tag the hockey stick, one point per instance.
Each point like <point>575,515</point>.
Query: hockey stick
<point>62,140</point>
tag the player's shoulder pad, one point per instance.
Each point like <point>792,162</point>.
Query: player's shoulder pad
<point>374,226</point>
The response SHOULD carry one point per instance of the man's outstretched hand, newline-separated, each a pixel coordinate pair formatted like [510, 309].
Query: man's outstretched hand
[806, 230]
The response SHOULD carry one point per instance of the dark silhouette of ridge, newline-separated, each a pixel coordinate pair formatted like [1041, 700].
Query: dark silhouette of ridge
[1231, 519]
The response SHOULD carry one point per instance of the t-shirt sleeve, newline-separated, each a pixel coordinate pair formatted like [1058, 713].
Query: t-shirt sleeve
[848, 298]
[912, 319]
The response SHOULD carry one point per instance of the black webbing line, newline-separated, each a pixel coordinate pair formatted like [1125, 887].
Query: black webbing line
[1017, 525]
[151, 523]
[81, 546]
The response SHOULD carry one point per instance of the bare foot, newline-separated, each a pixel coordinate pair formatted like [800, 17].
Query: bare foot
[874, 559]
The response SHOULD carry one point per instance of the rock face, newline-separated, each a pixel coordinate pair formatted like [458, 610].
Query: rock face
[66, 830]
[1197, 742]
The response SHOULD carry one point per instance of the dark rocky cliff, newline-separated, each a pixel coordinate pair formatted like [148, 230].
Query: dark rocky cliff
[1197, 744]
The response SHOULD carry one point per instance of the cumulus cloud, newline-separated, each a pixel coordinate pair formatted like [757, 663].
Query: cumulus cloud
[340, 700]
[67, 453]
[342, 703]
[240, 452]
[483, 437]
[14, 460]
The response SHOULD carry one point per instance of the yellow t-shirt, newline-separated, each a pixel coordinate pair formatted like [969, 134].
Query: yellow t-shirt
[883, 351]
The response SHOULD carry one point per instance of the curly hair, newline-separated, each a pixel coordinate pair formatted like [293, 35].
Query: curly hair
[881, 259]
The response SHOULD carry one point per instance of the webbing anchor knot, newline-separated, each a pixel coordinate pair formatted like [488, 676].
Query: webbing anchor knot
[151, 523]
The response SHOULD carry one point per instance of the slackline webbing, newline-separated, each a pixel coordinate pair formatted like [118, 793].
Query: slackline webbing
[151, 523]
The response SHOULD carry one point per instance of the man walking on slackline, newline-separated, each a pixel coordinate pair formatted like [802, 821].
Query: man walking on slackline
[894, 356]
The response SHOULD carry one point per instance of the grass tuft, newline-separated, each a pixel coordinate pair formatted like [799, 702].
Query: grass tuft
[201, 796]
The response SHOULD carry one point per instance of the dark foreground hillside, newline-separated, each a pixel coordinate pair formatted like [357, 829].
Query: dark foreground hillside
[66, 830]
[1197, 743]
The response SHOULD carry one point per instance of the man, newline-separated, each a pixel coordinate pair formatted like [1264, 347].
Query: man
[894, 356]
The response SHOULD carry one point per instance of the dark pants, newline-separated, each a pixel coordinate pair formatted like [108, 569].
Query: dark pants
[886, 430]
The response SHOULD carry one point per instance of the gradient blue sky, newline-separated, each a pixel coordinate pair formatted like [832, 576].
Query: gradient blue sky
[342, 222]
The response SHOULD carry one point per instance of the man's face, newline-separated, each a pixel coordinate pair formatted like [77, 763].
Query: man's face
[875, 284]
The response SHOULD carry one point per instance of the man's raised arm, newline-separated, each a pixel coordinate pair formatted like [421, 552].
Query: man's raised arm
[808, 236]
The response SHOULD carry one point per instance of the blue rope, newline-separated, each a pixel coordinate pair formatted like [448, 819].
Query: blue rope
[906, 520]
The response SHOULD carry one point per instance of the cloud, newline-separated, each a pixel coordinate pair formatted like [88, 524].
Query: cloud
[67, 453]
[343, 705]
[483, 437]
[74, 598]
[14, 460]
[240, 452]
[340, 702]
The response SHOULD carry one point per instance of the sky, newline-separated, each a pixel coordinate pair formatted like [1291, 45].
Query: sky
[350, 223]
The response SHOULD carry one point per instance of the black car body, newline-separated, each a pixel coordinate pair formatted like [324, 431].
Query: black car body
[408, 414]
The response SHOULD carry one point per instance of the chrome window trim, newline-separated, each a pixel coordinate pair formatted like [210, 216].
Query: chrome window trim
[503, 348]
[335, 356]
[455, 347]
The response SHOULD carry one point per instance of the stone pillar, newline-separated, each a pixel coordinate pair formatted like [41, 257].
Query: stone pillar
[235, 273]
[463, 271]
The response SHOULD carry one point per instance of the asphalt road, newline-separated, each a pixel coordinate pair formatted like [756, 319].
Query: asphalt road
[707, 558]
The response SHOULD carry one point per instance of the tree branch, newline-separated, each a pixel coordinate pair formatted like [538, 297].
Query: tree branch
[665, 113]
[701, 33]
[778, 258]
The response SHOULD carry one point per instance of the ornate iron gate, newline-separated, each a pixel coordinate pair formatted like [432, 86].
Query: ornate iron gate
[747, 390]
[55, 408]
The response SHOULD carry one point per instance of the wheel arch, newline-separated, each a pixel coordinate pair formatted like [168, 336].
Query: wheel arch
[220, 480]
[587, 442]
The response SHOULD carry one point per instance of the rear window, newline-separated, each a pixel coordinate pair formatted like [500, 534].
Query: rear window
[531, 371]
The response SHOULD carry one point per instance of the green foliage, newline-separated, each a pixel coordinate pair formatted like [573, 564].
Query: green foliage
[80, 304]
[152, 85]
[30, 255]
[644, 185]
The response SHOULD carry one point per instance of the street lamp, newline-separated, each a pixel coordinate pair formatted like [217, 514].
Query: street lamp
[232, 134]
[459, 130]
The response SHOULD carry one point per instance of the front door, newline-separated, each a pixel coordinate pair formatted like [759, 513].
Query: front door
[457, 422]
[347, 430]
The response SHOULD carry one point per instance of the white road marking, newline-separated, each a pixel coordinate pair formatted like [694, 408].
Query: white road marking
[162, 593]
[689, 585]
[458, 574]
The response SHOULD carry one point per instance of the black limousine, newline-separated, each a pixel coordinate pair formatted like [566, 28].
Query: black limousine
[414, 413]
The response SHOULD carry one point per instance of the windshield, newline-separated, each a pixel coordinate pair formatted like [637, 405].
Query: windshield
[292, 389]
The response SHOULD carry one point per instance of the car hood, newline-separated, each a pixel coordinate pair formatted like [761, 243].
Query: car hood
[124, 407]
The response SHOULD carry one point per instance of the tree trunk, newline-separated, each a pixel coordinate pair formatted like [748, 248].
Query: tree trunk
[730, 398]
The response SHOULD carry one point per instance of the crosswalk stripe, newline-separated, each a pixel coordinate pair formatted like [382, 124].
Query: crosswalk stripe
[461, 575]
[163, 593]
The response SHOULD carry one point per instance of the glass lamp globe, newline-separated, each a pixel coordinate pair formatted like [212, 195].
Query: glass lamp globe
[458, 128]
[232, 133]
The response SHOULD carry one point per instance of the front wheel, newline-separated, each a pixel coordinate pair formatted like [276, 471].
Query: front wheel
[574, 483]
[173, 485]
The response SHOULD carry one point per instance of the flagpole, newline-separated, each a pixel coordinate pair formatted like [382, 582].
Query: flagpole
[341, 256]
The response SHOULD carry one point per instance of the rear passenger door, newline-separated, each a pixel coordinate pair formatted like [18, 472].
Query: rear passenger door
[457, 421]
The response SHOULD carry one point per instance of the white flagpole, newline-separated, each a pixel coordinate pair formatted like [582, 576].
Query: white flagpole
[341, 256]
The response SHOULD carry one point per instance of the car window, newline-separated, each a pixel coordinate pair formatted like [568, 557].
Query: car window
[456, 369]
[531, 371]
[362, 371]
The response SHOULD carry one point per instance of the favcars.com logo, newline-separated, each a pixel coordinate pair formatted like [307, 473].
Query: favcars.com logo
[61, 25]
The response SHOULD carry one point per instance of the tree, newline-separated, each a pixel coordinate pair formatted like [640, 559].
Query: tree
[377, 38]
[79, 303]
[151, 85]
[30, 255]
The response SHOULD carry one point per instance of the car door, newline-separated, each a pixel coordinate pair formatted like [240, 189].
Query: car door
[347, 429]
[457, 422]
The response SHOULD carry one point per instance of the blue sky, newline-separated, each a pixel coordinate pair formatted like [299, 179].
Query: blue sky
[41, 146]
━━━━
Rescale the records above, from their start through the line containing "<point>374,226</point>", and reproduce every line, requests included. Multiply each answer coordinate by 2.45 and round it to a whole number, with halves rounding up, but leave the numbers in the requests and their format samples unchanged.

tag the hockey stick, one point per instance.
Each point like <point>575,515</point>.
Query: hockey stick
<point>152,343</point>
tag the player's shoulder pad, one point per instance.
Each point like <point>792,162</point>.
Query: player's shoulder pad
<point>916,554</point>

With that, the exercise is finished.